» Data extracted from a collection
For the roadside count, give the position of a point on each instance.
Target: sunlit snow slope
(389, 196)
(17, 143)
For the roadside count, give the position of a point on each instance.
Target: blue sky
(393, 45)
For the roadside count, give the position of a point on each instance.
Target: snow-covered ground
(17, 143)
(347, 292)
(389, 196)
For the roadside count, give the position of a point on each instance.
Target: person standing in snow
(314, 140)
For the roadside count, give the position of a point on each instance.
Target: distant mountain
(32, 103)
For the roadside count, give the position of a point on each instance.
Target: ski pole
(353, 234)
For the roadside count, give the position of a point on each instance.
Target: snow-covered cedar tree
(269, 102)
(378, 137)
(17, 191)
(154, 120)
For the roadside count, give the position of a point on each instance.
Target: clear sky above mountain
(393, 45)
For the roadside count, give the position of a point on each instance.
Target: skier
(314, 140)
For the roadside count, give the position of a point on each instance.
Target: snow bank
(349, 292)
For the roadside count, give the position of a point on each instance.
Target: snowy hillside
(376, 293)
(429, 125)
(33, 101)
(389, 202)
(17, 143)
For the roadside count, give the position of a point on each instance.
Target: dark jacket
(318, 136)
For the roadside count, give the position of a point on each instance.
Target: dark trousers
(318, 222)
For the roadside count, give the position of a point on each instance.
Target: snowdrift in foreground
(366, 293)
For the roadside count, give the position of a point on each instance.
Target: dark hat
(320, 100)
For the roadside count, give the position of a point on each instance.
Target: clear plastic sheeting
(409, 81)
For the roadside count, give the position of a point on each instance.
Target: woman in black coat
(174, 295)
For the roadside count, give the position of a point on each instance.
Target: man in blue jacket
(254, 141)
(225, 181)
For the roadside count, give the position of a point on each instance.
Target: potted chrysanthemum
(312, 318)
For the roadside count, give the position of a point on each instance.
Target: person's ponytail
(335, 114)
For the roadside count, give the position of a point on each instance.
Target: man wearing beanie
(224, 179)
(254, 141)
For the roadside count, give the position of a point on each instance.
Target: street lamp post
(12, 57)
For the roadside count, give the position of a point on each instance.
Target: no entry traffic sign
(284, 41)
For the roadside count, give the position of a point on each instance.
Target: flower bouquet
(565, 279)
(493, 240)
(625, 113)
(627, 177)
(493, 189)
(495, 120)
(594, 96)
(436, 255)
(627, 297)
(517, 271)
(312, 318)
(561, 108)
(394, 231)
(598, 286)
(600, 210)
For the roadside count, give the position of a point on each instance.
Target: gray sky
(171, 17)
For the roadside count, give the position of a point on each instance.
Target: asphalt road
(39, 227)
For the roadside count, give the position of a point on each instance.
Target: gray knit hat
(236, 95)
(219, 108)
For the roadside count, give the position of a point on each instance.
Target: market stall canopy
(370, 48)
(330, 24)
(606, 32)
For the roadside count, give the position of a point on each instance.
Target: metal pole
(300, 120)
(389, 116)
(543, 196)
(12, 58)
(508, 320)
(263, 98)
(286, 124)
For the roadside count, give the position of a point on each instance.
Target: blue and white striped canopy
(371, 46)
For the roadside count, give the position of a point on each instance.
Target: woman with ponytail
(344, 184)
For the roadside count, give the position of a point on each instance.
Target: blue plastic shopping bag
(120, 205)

--

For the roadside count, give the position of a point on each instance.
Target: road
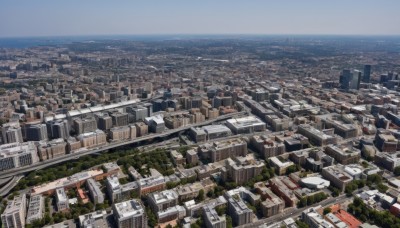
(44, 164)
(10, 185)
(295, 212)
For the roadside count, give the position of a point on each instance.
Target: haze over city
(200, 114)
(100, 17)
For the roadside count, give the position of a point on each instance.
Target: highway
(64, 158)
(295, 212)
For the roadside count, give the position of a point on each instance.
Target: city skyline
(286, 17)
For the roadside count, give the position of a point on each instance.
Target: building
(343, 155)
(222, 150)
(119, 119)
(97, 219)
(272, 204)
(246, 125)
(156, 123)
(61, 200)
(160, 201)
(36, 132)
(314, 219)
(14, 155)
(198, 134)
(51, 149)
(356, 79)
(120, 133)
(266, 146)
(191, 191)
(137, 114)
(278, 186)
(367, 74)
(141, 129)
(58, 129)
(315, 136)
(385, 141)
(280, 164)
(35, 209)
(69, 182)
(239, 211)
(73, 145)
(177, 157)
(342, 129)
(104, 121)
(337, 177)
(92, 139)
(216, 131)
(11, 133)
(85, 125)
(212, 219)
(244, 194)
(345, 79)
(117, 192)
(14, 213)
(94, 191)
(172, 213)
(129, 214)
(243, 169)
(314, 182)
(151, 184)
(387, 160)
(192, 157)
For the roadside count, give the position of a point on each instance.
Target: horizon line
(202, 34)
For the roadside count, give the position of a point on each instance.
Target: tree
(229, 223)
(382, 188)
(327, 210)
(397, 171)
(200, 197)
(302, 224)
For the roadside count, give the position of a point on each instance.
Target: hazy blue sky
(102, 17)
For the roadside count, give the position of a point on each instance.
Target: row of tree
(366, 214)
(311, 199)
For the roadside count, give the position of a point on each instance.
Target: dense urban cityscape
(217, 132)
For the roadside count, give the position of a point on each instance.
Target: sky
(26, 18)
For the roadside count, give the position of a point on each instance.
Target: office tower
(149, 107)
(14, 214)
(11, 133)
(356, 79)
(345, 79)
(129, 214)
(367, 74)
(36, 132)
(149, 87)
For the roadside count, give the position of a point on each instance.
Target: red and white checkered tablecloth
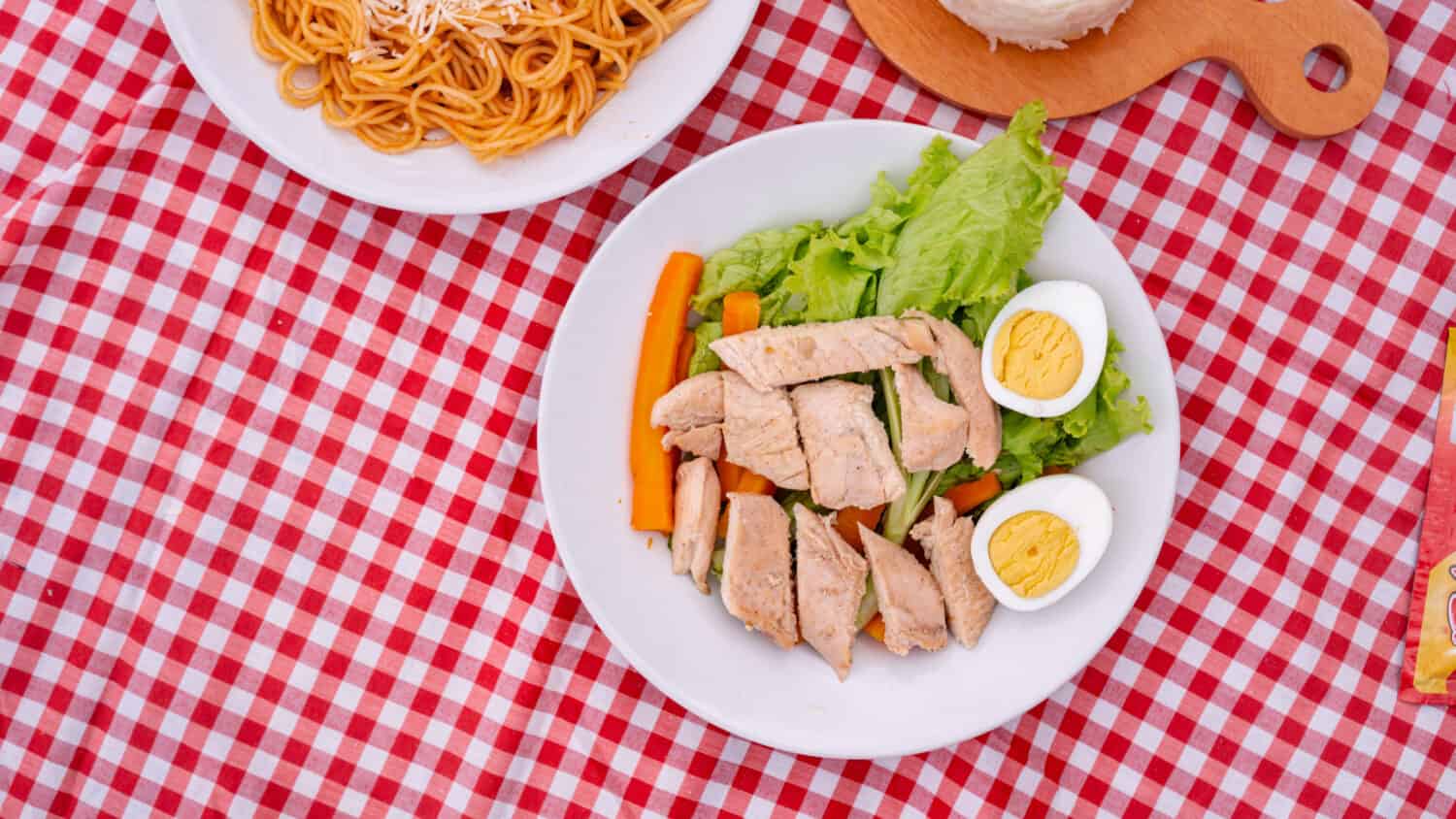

==

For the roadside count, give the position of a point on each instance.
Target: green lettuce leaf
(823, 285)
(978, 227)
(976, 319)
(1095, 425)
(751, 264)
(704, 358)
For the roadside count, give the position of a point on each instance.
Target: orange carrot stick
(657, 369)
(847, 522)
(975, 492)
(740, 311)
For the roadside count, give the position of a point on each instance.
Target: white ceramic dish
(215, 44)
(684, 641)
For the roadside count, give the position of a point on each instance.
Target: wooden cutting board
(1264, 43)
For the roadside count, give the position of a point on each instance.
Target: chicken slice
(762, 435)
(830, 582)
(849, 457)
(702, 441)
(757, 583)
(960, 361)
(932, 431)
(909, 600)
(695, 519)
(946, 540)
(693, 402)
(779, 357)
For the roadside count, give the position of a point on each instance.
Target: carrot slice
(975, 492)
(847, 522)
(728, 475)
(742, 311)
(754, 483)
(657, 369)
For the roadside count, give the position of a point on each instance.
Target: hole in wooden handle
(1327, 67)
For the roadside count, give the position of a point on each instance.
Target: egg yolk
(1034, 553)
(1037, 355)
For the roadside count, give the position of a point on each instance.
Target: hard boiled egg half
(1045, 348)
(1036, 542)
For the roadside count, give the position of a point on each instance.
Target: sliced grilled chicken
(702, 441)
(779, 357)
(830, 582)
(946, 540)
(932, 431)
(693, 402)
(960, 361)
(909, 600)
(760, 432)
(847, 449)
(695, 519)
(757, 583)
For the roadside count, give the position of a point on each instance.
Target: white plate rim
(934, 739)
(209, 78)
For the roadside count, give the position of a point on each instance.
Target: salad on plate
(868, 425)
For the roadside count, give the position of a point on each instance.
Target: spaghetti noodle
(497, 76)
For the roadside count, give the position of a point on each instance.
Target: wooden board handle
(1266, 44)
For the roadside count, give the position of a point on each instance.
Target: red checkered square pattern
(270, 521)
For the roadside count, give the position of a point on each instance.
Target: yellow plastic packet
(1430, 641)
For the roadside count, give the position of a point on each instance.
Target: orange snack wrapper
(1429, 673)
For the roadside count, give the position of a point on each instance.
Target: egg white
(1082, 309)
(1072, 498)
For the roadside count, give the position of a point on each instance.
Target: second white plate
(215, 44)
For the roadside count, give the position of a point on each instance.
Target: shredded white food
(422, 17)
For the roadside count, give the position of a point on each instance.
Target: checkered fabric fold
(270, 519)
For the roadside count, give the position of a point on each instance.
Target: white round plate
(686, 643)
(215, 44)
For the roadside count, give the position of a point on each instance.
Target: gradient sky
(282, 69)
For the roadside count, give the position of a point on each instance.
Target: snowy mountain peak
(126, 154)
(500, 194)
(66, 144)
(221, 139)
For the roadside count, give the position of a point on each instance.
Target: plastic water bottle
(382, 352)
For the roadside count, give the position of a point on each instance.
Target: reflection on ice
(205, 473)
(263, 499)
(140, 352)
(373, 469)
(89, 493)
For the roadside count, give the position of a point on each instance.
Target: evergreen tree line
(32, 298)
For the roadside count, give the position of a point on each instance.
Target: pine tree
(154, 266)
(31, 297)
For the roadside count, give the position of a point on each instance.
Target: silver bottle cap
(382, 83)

» Action item
Could you retype exactly the lines above, starting at the line that contains "Target: sky" and ending at the line that contains "Target: red and white checkered tablecloth", and nothing more?

» Task solution
Target: sky
(26, 18)
For the roadside count, give the position of a point on each instance.
Target: office tower
(149, 107)
(14, 214)
(11, 133)
(356, 79)
(345, 79)
(129, 214)
(367, 74)
(36, 132)
(149, 87)
For the roadside count, give the position of a point on each instance.
Target: red and white checkered tablecloth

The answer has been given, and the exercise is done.